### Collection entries
──────────────────────────────

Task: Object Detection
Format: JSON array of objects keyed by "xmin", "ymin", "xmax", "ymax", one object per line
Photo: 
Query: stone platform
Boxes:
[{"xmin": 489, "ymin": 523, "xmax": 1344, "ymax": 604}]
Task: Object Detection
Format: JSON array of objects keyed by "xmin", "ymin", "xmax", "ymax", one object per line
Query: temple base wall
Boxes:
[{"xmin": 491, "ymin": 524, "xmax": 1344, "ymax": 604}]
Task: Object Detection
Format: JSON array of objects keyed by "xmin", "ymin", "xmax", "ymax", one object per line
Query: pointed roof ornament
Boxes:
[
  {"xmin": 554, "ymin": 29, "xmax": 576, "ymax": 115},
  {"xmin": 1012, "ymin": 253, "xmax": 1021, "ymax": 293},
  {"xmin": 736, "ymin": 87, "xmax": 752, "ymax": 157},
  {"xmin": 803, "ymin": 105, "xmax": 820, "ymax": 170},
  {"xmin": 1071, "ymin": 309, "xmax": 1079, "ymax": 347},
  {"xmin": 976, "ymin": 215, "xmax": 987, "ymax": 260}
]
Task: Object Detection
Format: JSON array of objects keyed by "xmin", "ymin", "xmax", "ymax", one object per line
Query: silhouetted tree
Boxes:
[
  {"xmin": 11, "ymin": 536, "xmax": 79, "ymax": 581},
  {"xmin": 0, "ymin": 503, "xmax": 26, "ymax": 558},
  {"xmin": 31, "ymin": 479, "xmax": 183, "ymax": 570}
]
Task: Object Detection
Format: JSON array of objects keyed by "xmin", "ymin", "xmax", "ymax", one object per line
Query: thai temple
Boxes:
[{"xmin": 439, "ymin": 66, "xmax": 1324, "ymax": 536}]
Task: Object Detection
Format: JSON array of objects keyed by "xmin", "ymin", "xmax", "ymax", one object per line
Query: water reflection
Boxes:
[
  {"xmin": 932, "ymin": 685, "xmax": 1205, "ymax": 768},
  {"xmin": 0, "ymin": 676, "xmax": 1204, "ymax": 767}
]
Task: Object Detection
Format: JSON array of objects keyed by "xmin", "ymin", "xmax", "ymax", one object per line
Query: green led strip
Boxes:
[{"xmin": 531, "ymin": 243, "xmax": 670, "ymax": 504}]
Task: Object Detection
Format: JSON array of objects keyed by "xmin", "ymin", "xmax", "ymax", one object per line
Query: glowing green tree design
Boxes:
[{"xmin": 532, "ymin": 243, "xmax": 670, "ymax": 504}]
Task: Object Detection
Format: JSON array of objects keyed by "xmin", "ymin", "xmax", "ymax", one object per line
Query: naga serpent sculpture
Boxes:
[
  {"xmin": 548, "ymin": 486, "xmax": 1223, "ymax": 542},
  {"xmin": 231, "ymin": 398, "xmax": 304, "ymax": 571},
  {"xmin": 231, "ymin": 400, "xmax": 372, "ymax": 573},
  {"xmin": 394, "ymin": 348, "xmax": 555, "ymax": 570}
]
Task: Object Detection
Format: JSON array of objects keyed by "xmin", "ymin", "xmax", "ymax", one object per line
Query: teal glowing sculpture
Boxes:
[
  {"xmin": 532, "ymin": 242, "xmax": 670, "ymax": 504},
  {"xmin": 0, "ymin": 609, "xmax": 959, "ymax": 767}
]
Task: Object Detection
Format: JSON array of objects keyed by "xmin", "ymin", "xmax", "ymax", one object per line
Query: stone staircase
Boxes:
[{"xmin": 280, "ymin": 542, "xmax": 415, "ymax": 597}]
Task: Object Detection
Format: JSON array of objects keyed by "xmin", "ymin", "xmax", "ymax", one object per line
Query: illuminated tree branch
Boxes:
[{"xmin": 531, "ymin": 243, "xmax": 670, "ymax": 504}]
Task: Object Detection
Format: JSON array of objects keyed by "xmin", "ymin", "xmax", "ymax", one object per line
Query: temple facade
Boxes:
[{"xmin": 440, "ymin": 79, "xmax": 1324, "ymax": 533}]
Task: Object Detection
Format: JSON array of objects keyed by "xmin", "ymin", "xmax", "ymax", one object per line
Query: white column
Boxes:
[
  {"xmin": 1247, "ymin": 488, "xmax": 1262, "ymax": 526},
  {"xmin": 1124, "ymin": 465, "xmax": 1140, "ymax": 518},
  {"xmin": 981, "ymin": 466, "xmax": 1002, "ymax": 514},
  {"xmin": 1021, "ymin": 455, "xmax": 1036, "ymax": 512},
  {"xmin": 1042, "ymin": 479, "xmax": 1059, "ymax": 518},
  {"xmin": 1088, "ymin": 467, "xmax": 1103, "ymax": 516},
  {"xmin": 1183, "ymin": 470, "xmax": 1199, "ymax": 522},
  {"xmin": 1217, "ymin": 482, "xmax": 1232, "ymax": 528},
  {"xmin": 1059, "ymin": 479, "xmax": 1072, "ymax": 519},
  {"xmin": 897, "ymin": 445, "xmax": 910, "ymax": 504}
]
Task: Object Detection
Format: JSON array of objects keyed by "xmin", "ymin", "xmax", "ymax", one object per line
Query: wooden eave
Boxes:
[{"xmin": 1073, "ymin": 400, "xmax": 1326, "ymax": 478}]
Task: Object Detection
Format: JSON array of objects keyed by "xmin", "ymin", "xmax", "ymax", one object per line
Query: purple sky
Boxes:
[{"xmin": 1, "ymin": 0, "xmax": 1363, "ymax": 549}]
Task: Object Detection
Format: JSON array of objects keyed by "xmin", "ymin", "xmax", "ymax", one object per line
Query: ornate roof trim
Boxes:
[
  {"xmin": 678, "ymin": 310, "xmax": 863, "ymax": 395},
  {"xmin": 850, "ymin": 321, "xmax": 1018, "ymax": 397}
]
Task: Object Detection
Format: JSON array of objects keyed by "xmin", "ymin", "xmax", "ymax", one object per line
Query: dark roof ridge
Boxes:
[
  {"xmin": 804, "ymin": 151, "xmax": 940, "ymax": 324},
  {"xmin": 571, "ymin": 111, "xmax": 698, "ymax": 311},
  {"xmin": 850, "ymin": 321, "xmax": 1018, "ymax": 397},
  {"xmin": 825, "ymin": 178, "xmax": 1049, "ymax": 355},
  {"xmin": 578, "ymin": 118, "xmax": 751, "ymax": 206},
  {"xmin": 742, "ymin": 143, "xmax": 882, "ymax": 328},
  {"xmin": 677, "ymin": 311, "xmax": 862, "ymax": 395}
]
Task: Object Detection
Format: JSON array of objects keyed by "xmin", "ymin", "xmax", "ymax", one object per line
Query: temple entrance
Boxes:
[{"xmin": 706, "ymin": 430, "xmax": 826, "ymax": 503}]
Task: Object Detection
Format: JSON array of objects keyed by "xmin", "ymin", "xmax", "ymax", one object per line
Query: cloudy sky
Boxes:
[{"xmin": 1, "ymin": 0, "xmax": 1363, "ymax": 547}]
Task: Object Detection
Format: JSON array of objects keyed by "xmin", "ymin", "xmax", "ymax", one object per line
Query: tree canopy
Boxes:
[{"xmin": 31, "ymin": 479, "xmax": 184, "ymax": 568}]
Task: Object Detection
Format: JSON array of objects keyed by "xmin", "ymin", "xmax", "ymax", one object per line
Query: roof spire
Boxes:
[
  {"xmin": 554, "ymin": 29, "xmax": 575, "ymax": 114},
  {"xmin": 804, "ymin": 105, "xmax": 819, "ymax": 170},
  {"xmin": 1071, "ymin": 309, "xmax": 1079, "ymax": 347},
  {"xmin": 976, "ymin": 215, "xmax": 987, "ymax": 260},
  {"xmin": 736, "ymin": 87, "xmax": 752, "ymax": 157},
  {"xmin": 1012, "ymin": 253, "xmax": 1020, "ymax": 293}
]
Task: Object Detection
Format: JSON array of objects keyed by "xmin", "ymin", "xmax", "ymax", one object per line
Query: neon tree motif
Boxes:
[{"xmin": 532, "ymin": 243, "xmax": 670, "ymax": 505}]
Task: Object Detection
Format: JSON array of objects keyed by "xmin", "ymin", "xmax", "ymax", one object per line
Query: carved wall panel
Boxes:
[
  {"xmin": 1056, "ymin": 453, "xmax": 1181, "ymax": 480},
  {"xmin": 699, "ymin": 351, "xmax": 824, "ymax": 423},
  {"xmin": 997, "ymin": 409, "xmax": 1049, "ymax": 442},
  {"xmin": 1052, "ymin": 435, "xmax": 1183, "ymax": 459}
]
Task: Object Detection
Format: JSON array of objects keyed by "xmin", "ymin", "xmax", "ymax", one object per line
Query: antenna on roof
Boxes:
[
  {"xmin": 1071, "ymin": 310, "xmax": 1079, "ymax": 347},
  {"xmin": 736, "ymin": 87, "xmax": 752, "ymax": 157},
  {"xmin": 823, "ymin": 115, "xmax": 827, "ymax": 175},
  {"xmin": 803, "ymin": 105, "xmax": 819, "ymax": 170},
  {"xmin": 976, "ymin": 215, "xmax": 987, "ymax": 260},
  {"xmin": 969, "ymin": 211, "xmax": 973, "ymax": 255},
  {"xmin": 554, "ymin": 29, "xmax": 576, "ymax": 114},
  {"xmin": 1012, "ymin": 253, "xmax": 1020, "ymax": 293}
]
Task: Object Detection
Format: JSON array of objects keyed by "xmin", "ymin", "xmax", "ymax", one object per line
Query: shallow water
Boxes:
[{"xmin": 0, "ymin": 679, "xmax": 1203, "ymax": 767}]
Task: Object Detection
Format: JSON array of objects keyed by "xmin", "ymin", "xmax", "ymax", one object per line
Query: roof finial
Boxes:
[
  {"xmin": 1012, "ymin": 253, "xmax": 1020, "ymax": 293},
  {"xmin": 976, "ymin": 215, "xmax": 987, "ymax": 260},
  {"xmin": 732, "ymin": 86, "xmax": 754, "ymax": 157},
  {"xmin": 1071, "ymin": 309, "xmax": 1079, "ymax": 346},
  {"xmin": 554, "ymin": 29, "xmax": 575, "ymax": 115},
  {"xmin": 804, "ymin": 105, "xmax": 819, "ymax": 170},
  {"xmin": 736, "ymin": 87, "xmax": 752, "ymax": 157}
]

──────────────────────────────

### Instructions for the task
The line containing "Query: pointed roof ornament" marks the end: copy exactly every line from the top of the data above down to it, that line included.

### Output of the exercise
Task: Object Detection
Format: JSON array of objects keyed by "xmin", "ymin", "xmax", "ymax", one object per line
Photo: 
Query: stone platform
Boxes:
[{"xmin": 489, "ymin": 523, "xmax": 1344, "ymax": 604}]
Task: Object Detection
Format: JSON array of objects keyed by "xmin", "ymin", "xmax", "ymax", one object per line
Query: temple base wall
Boxes:
[{"xmin": 491, "ymin": 524, "xmax": 1344, "ymax": 604}]
Task: Object Detection
Format: JSON array of objects keyed by "xmin", "ymin", "xmax", "ymax", one object per line
Query: pointed roof ornament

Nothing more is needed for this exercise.